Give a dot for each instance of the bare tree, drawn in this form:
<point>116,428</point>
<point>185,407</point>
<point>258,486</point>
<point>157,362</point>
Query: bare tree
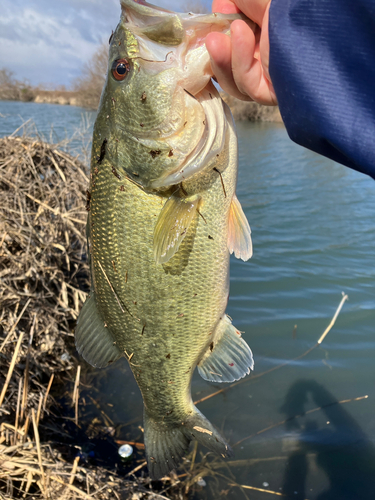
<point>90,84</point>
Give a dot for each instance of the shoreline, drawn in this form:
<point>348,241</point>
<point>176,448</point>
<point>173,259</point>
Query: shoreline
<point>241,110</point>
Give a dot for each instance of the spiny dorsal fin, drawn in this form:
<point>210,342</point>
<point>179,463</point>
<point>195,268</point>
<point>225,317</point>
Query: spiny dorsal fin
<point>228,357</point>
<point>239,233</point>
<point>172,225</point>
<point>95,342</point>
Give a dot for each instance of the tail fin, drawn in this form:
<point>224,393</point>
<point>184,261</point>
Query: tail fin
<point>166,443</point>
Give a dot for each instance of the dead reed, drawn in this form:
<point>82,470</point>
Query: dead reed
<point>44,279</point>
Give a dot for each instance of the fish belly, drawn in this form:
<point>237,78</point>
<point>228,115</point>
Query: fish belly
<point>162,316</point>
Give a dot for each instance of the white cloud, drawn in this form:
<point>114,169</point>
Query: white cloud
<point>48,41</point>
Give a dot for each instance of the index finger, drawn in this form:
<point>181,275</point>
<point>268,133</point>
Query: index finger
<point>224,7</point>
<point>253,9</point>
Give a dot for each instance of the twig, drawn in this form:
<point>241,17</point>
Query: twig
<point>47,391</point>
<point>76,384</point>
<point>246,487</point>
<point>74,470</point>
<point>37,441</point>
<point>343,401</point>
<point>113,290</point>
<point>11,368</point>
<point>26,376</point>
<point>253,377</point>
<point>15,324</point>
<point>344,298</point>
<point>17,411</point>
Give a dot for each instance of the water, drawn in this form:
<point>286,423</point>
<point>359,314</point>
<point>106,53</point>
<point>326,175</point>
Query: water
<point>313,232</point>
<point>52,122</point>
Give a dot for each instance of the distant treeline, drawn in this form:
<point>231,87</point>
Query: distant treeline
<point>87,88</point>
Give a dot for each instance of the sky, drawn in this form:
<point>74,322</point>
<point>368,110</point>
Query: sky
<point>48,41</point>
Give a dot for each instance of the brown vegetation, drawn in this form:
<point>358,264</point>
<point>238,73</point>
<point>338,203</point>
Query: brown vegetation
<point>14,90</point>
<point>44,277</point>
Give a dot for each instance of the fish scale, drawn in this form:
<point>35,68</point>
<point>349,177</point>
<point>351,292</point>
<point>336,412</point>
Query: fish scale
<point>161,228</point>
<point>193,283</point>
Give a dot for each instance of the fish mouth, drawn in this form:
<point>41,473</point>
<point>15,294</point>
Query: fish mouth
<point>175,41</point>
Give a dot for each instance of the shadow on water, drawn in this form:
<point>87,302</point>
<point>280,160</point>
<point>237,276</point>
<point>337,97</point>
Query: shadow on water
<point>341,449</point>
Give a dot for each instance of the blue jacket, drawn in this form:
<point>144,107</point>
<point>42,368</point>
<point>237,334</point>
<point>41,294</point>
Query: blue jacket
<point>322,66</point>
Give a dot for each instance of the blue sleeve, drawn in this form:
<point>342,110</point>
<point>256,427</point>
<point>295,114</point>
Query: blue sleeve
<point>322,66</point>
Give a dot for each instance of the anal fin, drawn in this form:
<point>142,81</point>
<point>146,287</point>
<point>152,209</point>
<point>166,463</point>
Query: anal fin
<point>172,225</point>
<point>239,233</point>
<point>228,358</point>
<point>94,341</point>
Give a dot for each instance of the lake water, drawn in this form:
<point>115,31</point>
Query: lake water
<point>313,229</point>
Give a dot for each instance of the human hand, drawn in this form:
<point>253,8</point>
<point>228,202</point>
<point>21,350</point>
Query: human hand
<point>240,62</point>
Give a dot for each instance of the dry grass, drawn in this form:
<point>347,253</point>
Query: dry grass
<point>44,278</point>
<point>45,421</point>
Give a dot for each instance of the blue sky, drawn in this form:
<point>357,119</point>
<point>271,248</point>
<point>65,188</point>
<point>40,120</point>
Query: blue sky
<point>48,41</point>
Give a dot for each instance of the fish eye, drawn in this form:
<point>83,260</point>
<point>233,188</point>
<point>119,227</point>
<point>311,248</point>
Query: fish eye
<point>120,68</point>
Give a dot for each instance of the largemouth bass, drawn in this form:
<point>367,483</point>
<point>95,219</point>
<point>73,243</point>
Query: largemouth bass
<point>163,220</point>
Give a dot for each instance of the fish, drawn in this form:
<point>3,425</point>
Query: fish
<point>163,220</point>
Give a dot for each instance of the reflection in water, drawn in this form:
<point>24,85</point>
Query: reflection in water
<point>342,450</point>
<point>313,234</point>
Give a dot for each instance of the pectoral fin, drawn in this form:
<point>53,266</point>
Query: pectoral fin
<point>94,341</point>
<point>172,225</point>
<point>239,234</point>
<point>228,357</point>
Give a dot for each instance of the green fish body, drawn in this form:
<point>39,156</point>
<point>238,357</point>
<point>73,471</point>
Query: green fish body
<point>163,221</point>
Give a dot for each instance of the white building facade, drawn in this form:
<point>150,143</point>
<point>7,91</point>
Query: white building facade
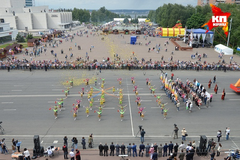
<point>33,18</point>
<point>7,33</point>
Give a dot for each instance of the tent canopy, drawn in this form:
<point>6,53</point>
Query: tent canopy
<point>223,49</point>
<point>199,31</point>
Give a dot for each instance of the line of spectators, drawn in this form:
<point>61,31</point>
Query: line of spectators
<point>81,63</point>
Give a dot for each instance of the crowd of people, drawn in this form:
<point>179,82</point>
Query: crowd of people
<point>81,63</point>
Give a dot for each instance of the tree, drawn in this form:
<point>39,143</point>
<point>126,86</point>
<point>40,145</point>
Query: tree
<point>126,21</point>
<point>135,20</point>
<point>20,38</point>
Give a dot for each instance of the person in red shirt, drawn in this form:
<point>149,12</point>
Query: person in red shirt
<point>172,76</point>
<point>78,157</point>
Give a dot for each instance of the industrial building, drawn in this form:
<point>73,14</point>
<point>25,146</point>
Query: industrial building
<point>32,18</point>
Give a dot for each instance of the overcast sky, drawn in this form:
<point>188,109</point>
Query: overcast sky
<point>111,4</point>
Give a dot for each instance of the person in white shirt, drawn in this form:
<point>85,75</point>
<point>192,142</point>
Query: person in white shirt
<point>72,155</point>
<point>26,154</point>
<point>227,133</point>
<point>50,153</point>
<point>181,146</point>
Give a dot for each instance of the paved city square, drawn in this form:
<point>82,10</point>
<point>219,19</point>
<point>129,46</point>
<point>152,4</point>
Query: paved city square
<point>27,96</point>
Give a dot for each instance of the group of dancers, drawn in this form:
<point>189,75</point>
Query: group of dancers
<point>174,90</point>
_ _ _ _
## Requirement
I'd like the material above repeated exactly, with the pictures omitted.

## Output for this task
Give a dot for each instance of the bare tree, drawn in this form:
<point>116,428</point>
<point>185,407</point>
<point>258,486</point>
<point>157,362</point>
Query: bare tree
<point>90,84</point>
Give a dot for each instance of the shoreline, drawn in this form:
<point>348,241</point>
<point>176,448</point>
<point>173,259</point>
Query: shoreline
<point>241,110</point>
Give a dot for each instance of the spiny dorsal fin, drawn in this form:
<point>210,342</point>
<point>179,463</point>
<point>195,268</point>
<point>225,317</point>
Query: spiny dorsal fin
<point>228,357</point>
<point>239,233</point>
<point>172,225</point>
<point>95,342</point>
Give a dot for each instance of the tail fin, drawn in this form:
<point>224,393</point>
<point>184,261</point>
Query: tail fin
<point>166,443</point>
Give a dot for each instance of the dead reed, drawn in this form:
<point>82,470</point>
Query: dead reed
<point>44,279</point>
Give a dot for each instance of the fish belly, drawn in this form:
<point>237,78</point>
<point>228,115</point>
Query: fish belly
<point>162,316</point>
Give a dot for each instance of the white cloud, drawn in this form:
<point>114,169</point>
Query: white cloud
<point>48,41</point>
Give a dot for each instance of the index finger, drawn in this form:
<point>181,275</point>
<point>268,133</point>
Query: index finger
<point>224,7</point>
<point>253,9</point>
Give a dot for each instance of the twig, drawn in this form:
<point>241,17</point>
Query: twig
<point>47,391</point>
<point>76,384</point>
<point>246,487</point>
<point>74,470</point>
<point>37,441</point>
<point>343,401</point>
<point>113,290</point>
<point>11,368</point>
<point>26,376</point>
<point>253,377</point>
<point>15,324</point>
<point>344,298</point>
<point>17,411</point>
Give a dot for each instance of the water, drawn in this form:
<point>286,423</point>
<point>359,314</point>
<point>106,53</point>
<point>326,175</point>
Query: water
<point>313,232</point>
<point>52,122</point>
Give a dot for each instance of the distant treeline, drawn in this form:
<point>231,87</point>
Query: distant treeline
<point>87,88</point>
Give a dot for each instance of the sky, drawn in this form:
<point>74,322</point>
<point>368,110</point>
Query: sky
<point>48,41</point>
Give a dot for each instance of the brown vegetation, drawn in this form:
<point>358,264</point>
<point>238,73</point>
<point>338,203</point>
Query: brown vegetation
<point>14,90</point>
<point>44,277</point>
Give a dot for each instance of the fish scale, drawn in this form:
<point>35,68</point>
<point>349,177</point>
<point>351,292</point>
<point>336,412</point>
Query: fish scale
<point>161,228</point>
<point>193,283</point>
Give a dot for each instance of the fish mouth, drawn in this form:
<point>41,473</point>
<point>15,294</point>
Query: fish mouth
<point>175,41</point>
Give a dot for each instance of the shadow on water, drawn in this form:
<point>87,302</point>
<point>280,160</point>
<point>237,276</point>
<point>337,97</point>
Query: shadow on water
<point>341,449</point>
Give a dot for each instance of the blue jacket, drawn in this form:
<point>144,107</point>
<point>42,368</point>
<point>237,334</point>
<point>41,294</point>
Query: blue jacket
<point>322,66</point>
Give a dot for each instance of the blue sleeve, drawn in this form:
<point>342,110</point>
<point>256,427</point>
<point>295,114</point>
Query: blue sleeve
<point>322,66</point>
Give a dot for each instance of the anal fin, drawn in this form:
<point>142,81</point>
<point>146,287</point>
<point>152,209</point>
<point>166,463</point>
Query: anal fin
<point>172,225</point>
<point>239,233</point>
<point>228,358</point>
<point>94,341</point>
Give a dot for each instance of the lake water, drawn in this form:
<point>115,31</point>
Query: lake water
<point>313,229</point>
Give a dot for each instance of the human hand, drawn in this form:
<point>253,8</point>
<point>228,202</point>
<point>21,350</point>
Query: human hand
<point>240,62</point>
Give a dot for each instance of the dry grass, drawn in this form:
<point>347,253</point>
Query: dry grass
<point>44,278</point>
<point>45,421</point>
Give a dot for each instance of the blue sky, drawn in this form:
<point>357,119</point>
<point>271,248</point>
<point>65,188</point>
<point>40,120</point>
Query: blue sky
<point>48,41</point>
Give a dot for each instance of the fish eye, drawn in this form:
<point>83,260</point>
<point>233,188</point>
<point>119,227</point>
<point>311,248</point>
Query: fish eye
<point>120,68</point>
Give a dot for each instance of the largemouth bass, drawn in this form:
<point>367,483</point>
<point>95,219</point>
<point>73,243</point>
Query: largemouth bass
<point>163,220</point>
Give a dot for each instance of the fish, drawn in this form:
<point>3,425</point>
Query: fish
<point>163,220</point>
Give a dot for each instance of the reflection in water, drawn in this form:
<point>24,85</point>
Query: reflection in water
<point>342,450</point>
<point>313,234</point>
Give a dot for each instance of the pectoral fin, drawn in this form:
<point>53,266</point>
Query: pectoral fin
<point>94,341</point>
<point>172,225</point>
<point>239,234</point>
<point>228,357</point>
Give a dot for each instance of the green fish body, drawn in this form:
<point>39,156</point>
<point>238,357</point>
<point>73,471</point>
Query: green fish body
<point>163,221</point>
Give a dot for each instance of the white building facade, drawn in this form:
<point>150,143</point>
<point>7,91</point>
Query: white building facade
<point>33,18</point>
<point>7,33</point>
Give a dot for each instance of the tent canopy, drawn in this form:
<point>6,53</point>
Query: tent canopy
<point>223,49</point>
<point>199,31</point>
Give a dot for each instance of the line of spectators, drawn in this form:
<point>61,31</point>
Query: line of spectators
<point>81,63</point>
Give a dot for each instance of the crowd of people, drawn in this form:
<point>179,82</point>
Query: crowd of people
<point>81,63</point>
Give a dot for each instance of the tree, drawn in this form:
<point>39,143</point>
<point>126,86</point>
<point>40,145</point>
Query: tree
<point>126,21</point>
<point>135,20</point>
<point>20,38</point>
Give a dot for each instance of the person in red shirt, drawn in this form:
<point>149,12</point>
Query: person in red shirt
<point>172,76</point>
<point>78,157</point>
Give a dot for each instance of the industrial building, drawn in this form:
<point>73,14</point>
<point>25,146</point>
Query: industrial building
<point>32,18</point>
Give a dot for each instance of the overcast sky, drawn in this form:
<point>188,109</point>
Query: overcast sky
<point>111,4</point>
Give a dot for each instance of the person in white shirt, drawn in this form:
<point>85,75</point>
<point>192,142</point>
Query: person in white shirt
<point>72,155</point>
<point>26,154</point>
<point>227,133</point>
<point>50,153</point>
<point>181,146</point>
Give a dot for each instance of the paved city square, drawn in this form:
<point>82,10</point>
<point>219,19</point>
<point>129,46</point>
<point>152,4</point>
Query: paved city square
<point>27,96</point>
Give a dot for each instance of the group of dancers, drawn in this form:
<point>189,75</point>
Query: group of dancers
<point>174,90</point>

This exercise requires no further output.